- TEXT PROVIDED
GDP continued to grow in the fourth quarter of 2006, but at a rate of just 2.2 percent, which was far lower than the 3.5 percent rate initially predicted. This was the sharpest downward revision in a decade, and was attributed to weak business spending and a lowering of inventories by companies. The Federal Reserve predicts GDP will grow between 2.5 and 3.0 percent in 2007, compared to 3.3 percent in 2006. However, even this modest rate of growth is barely enough to keep up with inflation and the weakening dollar, and in no way compares with the robust pace of previous expansions. In an effort to spur growth, the Federal Reserve has held its base interest rate at 5.25 percent since August 2006, after raising it 17 times in a row. But the threat of inflation complicates their monetary policy.

Core consumer prices rose 0.3 percent in February, following a 0.2 percent gain in January. This is up 2.4 percent compared with a year earlier. But in terms of real year-on-year purchasing power, inflation is actually higher than the official figures suggest. It is important to note that “core” inflation does not include food and energy prices, which have seen rapid rises over the last two years, and which especially affect working people. The average retail price of gasoline was up 5 cents, or 1.5 percent, in February, which impacts sales in other areas of the economy. The Federal Reserve is therefore caught between a rock and a hard place. To tame inflation the usual policy would be to raise interest rates, but signs of a slowing economy is pushing them in the direction of lowering rates in order to encourage spending and investment. No matter what course they follow, it will create imbalances in other parts of the economy. Their tightrope act of trying to keep the economy more or less on an even keel by raising and lowering interest rates grows more precarious every day.

Weighing like a ton of bricks on the upward mobility of the economy is the federal debt, which currently stands at a mindboggling $8.8 trillion. Every year since 1969, Congress has spent more money than it has brought in in taxes. To make up the shortfall, the Treasury Department has to borrow money to meet the government’s expenses. In fiscal year 2006, the U.S. government spent $406 billion just on paying the interest on this debt. To put this into perspective, the total spent on education in 2006 was $61 billion. The annual interest paid on the national debt is now the second largest single area of federal expenditure, after the Department of Defense.

- PROBLEMS AND TASKS
A) From the text on the U.S. economy, quote the passage that begins with the words "Weighing like a" and ends with "Department of Defense.".
B) Answer these questions using the text on the U.S. economy:
(i) At what level has the Federal Reserve held its base interest rate since August 2006?
(ii) By how much did core consumer prices rise in February?
(iii) What is the current amount of the federal debt?
C) List every amount of money stated in the text on the U.S. economy.
The entries that follow have no connection to the text on the U.S. economy.

- STORED DATA
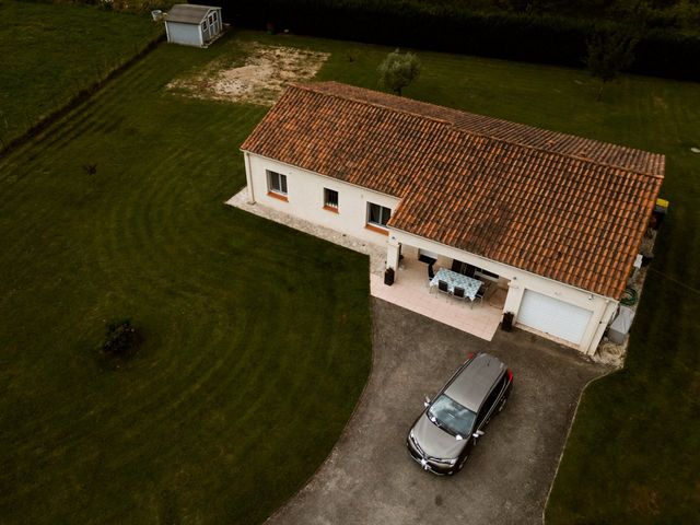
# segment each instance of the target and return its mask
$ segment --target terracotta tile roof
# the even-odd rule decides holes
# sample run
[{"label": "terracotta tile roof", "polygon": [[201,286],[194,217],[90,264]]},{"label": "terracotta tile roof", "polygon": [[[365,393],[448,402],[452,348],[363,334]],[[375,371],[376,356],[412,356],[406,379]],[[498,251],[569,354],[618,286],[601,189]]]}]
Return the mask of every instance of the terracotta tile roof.
[{"label": "terracotta tile roof", "polygon": [[389,226],[618,299],[664,156],[334,82],[242,149],[401,199]]}]

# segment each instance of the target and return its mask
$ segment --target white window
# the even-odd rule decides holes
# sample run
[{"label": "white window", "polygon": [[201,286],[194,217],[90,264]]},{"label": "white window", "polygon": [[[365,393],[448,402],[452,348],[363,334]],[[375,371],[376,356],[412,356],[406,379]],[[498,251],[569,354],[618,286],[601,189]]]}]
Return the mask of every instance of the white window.
[{"label": "white window", "polygon": [[368,202],[368,223],[374,226],[385,228],[392,217],[392,210],[383,206]]},{"label": "white window", "polygon": [[335,189],[324,188],[324,206],[326,208],[338,209],[338,191]]},{"label": "white window", "polygon": [[267,188],[273,194],[287,195],[287,175],[268,170]]}]

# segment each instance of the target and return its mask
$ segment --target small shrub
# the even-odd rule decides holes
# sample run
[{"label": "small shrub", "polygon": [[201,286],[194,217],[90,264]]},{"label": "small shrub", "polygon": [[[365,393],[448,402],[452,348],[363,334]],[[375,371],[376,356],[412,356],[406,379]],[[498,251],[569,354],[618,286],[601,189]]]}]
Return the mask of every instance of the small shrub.
[{"label": "small shrub", "polygon": [[141,345],[141,334],[131,325],[131,319],[113,320],[107,325],[107,334],[102,350],[114,357],[130,357]]}]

- THE REPLIES
A)
Weighing like a ton of bricks on the upward mobility of the economy is the federal debt, which currently stands at a mindboggling $8.8 trillion. Every year since 1969, Congress has spent more money than it has brought in in taxes. To make up the shortfall, the Treasury Department has to borrow money to meet the government’s expenses. In fiscal year 2006, the U.S. government spent $406 billion just on paying the interest on this debt. To put this into perspective, the total spent on education in 2006 was $61 billion. The annual interest paid on the national debt is now the second largest single area of federal expenditure, after the Department of Defense.

B)
(i) 5.25 percent
(ii) 0.3 percent
(iii) $8.8 trillion

C)
5 cents (the February rise in the average retail price of gasoline)
$8.8 trillion (the federal debt)
$406 billion (interest paid on the debt in fiscal year 2006)
$61 billion (total spent on education in 2006)